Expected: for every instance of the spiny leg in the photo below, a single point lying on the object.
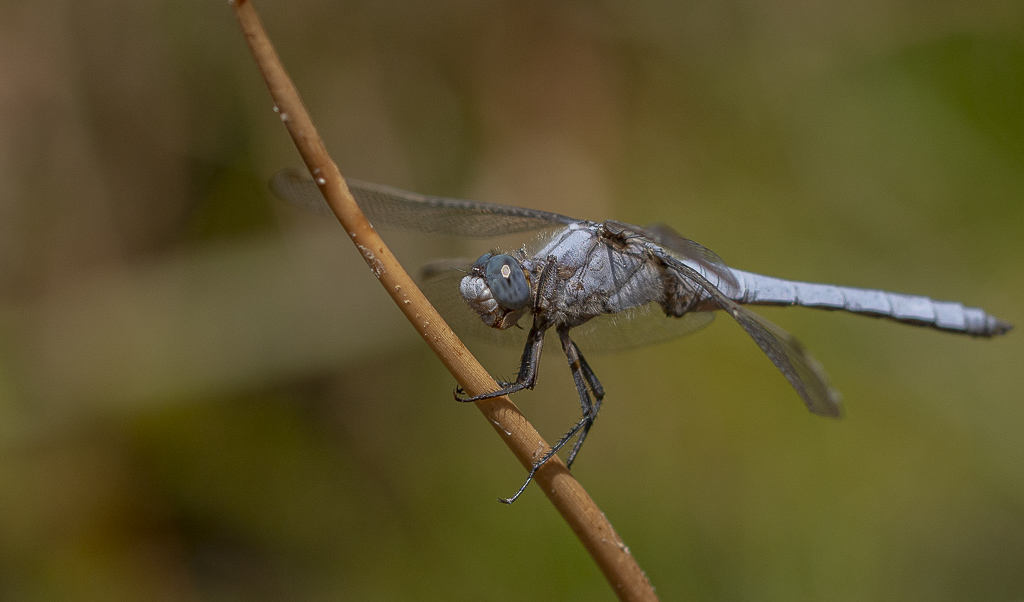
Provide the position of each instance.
(527, 370)
(582, 376)
(544, 459)
(590, 410)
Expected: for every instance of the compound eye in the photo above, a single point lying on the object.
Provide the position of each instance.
(507, 282)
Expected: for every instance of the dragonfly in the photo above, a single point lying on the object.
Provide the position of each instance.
(610, 286)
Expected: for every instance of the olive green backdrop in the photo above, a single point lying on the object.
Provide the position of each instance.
(205, 395)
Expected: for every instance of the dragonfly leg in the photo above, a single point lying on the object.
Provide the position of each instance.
(544, 459)
(584, 377)
(527, 370)
(587, 384)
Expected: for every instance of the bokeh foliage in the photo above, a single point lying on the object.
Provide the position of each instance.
(204, 395)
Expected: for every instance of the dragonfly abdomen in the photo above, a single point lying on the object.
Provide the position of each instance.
(914, 309)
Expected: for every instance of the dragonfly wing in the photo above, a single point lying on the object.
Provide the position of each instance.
(385, 205)
(695, 255)
(637, 327)
(800, 368)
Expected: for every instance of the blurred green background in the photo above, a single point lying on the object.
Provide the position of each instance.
(205, 395)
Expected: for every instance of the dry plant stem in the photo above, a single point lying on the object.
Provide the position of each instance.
(589, 523)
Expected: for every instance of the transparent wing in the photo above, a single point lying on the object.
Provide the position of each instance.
(384, 205)
(788, 355)
(693, 254)
(638, 327)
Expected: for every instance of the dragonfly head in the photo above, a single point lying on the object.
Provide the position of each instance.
(498, 289)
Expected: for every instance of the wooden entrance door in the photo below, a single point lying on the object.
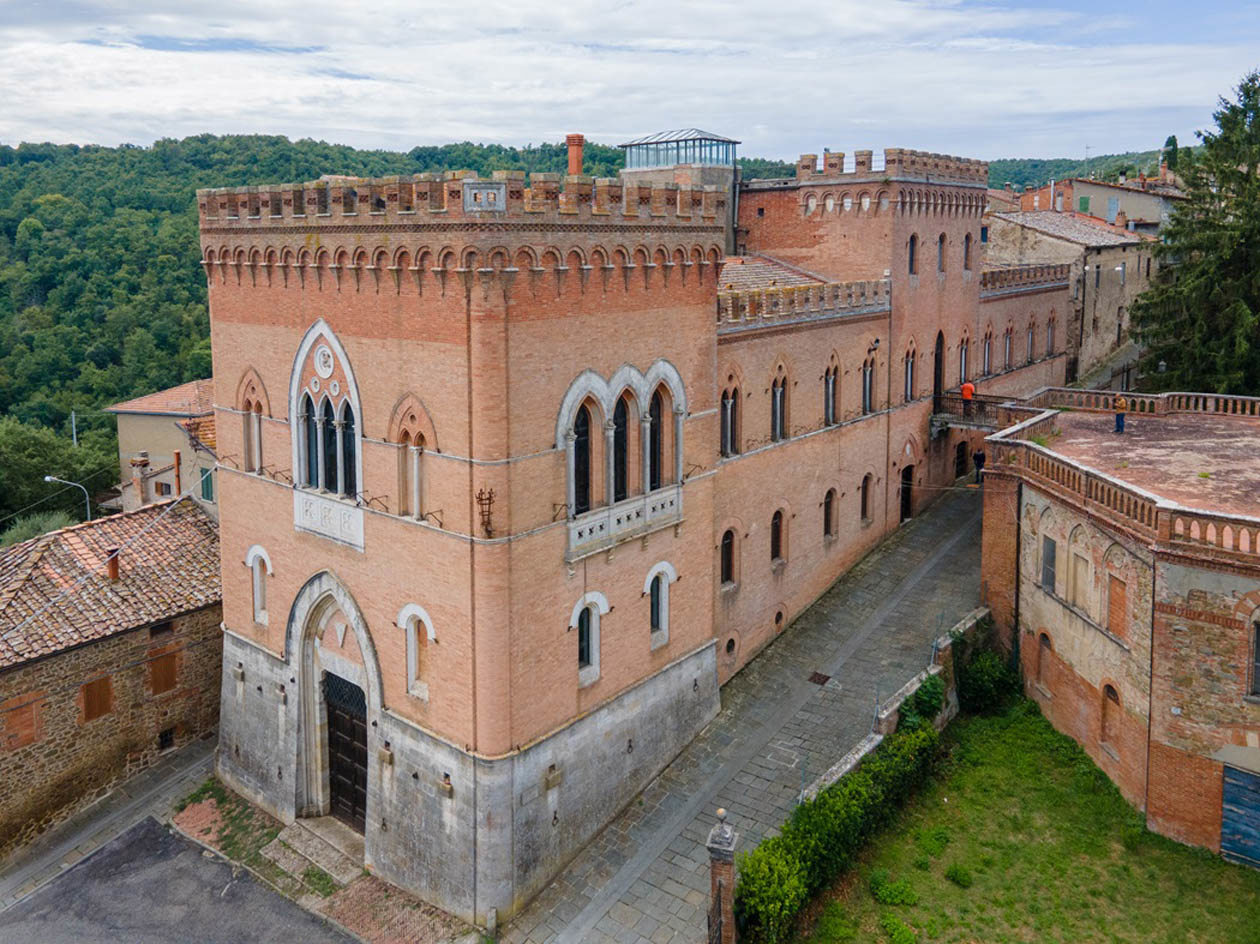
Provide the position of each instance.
(347, 750)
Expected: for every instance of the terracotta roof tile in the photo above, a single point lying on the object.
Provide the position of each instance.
(192, 398)
(745, 272)
(1075, 227)
(54, 591)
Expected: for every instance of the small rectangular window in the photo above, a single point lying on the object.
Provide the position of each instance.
(1116, 605)
(161, 673)
(97, 697)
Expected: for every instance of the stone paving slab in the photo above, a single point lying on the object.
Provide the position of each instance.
(644, 879)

Task statement: Arrange the stretch from the line containing "Expected: for every instance of the stone" through the end of the items above as a numbered list, leaving out blank lines.

Answer to this problem:
1. Expected: for every instance of the stone paving slab in the photo above, a single point lying on the object.
2. Provide the position of each instance.
3. (644, 879)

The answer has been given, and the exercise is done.